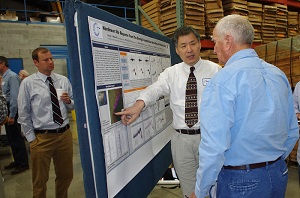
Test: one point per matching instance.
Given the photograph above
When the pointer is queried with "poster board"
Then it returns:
(117, 161)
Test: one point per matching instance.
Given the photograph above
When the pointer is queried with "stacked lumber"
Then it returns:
(281, 21)
(235, 7)
(293, 24)
(268, 23)
(213, 13)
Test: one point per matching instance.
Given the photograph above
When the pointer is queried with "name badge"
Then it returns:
(205, 81)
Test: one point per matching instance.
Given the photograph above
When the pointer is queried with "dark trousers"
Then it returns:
(17, 143)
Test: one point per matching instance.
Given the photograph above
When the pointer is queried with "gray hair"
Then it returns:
(24, 72)
(238, 27)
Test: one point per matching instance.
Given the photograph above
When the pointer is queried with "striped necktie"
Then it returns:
(191, 107)
(57, 118)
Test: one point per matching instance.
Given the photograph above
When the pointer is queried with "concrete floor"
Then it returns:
(20, 186)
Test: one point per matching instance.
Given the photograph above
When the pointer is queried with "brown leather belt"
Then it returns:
(188, 131)
(251, 166)
(59, 130)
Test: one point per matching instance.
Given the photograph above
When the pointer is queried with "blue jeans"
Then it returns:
(266, 182)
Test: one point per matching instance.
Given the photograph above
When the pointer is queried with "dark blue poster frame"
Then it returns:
(91, 152)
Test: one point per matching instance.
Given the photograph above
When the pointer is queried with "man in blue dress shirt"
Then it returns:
(297, 111)
(248, 123)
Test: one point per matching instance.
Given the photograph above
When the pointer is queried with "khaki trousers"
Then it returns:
(185, 154)
(45, 147)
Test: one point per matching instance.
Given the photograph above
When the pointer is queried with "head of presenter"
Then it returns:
(43, 60)
(188, 45)
(248, 123)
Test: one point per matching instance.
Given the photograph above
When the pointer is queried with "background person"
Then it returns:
(45, 124)
(23, 74)
(172, 81)
(296, 95)
(10, 88)
(248, 123)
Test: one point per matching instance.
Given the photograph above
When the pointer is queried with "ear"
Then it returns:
(36, 62)
(176, 50)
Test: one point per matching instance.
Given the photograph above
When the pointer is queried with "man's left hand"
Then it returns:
(10, 121)
(65, 98)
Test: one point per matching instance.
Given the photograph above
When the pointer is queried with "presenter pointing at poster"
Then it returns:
(184, 83)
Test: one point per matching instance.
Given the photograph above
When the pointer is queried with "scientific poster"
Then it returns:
(125, 63)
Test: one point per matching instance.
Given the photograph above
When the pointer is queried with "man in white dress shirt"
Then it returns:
(172, 81)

:::::

What is asked:
Leave out the pictures and print each record exactly as it stands.

Problem solution:
Test: one point per matching instance.
Given the photograph above
When the pointer is queried with "poster board"
Then it returns:
(117, 161)
Test: one point per matching instance.
Given the photograph above
When the pointer is queried with "stacked lumber"
Then it returns:
(281, 21)
(235, 7)
(293, 24)
(268, 23)
(213, 13)
Test: one point per matching instance.
Given the photograph above
When the pointer is queried with "name badge"
Then it returns:
(205, 81)
Test: one point per matching instance.
Given the photograph above
When the pointer is queried with "dark trousers"
Then it returns:
(17, 143)
Test: one point per matching instance.
Given the photograph above
When the pointer is queried with "gray hair"
Then it returns:
(24, 72)
(238, 27)
Test: one point per matching instance.
Given the photograph above
When the pointer is queried with "striped necktie"
Then it returns:
(191, 107)
(57, 118)
Test: one point per matching instance.
Given the photograph above
When the pointer is queried with "concrete floor"
Then it returns:
(20, 186)
Test: one point per matching instance.
Given the photograph above
When the pointer is queried with "brown leather belt"
Then it returns:
(188, 131)
(251, 166)
(59, 130)
Test: one point per matching instance.
Given the photograph above
When the pointer is queried with "blue jeans"
Then it returns:
(266, 182)
Test: one point per matching instance.
Given the photograph above
When the pointer is queried with "dark blue poster frame"
Then it returns:
(91, 152)
Test: one point per matching instance.
Given the photograph above
When the pointer is queried with "man in blue dress shirt"
Then it returns:
(297, 111)
(248, 123)
Test: one point per matching instance.
Given the photograph above
When the pointer is queried with "khaki trousers"
Then it returns:
(185, 154)
(45, 147)
Test: one point per matching instance.
Given the photograph above
When the pointer is queried with "head of presenter"
Then it returns:
(43, 60)
(188, 45)
(248, 123)
Test: one point per matching instance.
Given the photograph above
When the pointer is queried with "background person"
Then it returns:
(45, 124)
(23, 74)
(172, 81)
(296, 95)
(10, 88)
(248, 123)
Test: one point per matching instance.
Given the photograph above
When the pointer is queried with "ear"
Then it returns:
(36, 62)
(176, 50)
Test: one point per matching instance.
Given the photograph above
When the pointer is queried with "man's left hand"
Then it returns:
(10, 121)
(65, 98)
Test: one point per matching instance.
Given the photograph above
When the pointer is queried with "presenter pointing at poster"
Then it returns:
(184, 83)
Test: one point per matching instance.
Given the photograph above
When the pointer is queried with "scientific poster"
Then it returns:
(125, 63)
Test: one point per matching instance.
Given the photograph above
When the pointer is queried with "man in white dress shirt"
Then it returns:
(172, 81)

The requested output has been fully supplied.